Coordinate labeling data

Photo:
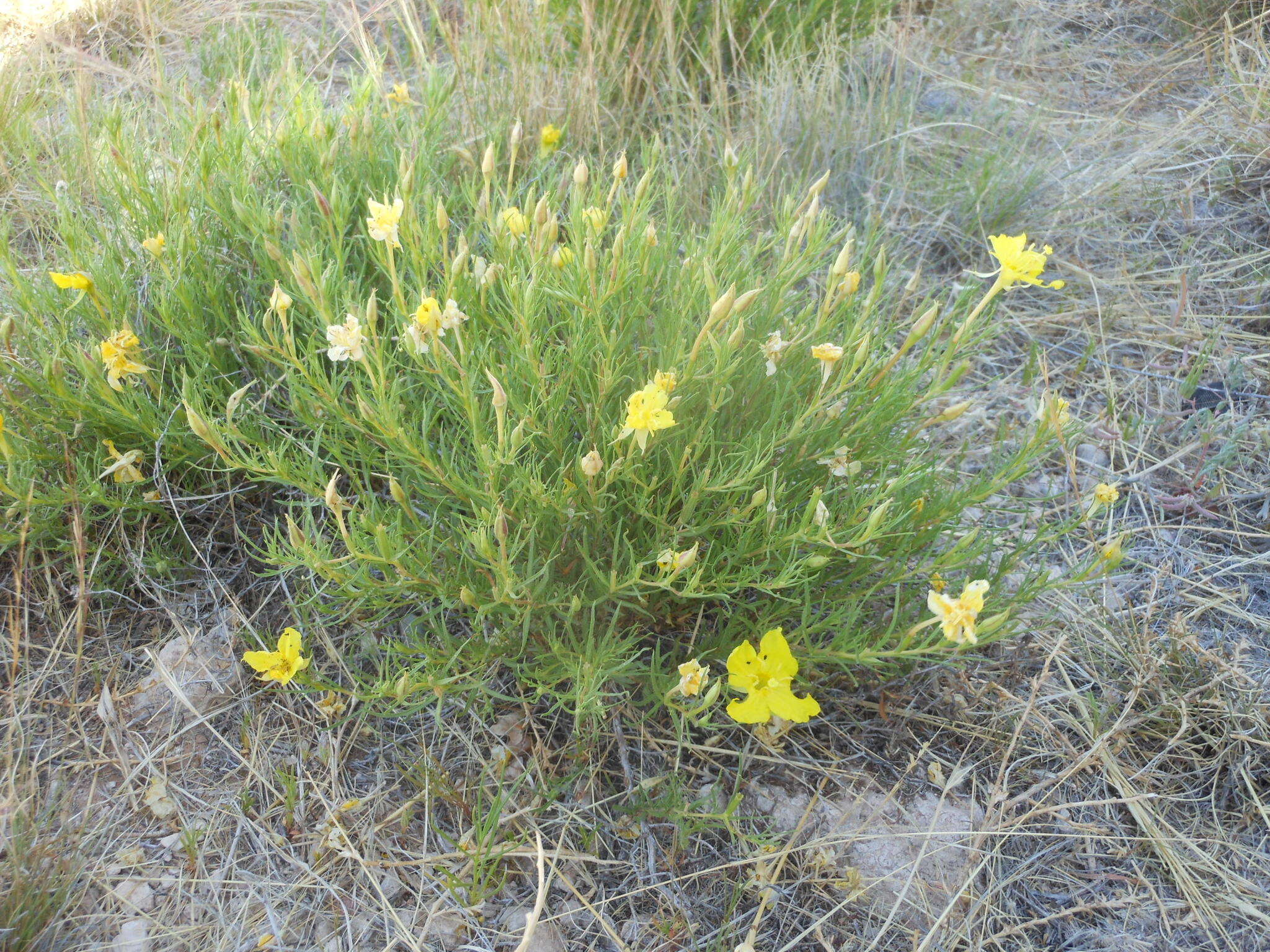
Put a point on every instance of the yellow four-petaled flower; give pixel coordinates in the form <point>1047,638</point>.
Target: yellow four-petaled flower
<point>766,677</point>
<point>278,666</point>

--

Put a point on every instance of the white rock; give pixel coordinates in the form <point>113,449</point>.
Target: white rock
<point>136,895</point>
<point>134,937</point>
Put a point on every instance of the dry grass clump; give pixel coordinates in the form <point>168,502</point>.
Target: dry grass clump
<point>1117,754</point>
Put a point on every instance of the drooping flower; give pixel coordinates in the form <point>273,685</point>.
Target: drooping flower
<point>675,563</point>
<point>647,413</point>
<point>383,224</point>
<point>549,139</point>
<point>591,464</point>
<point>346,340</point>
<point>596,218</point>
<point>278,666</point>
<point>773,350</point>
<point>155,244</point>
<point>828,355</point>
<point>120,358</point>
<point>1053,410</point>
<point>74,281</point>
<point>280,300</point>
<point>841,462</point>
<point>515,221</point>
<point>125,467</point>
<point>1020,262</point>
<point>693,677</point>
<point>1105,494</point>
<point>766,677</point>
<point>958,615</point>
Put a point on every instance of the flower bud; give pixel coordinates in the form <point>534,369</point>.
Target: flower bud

**WORK TO DO**
Can you put the lines of the material running from the one containing "Put a point on every instance of the dry" through the one containing "<point>1117,754</point>", both included, into a JSON list of strings with one string per line and blank lines left out?

**REPLY TO THE TASK**
[
  "Put a point on every instance of the dry grass clump; give pixel coordinates in the form <point>168,502</point>.",
  "Target: dry grass clump",
  "<point>1117,754</point>"
]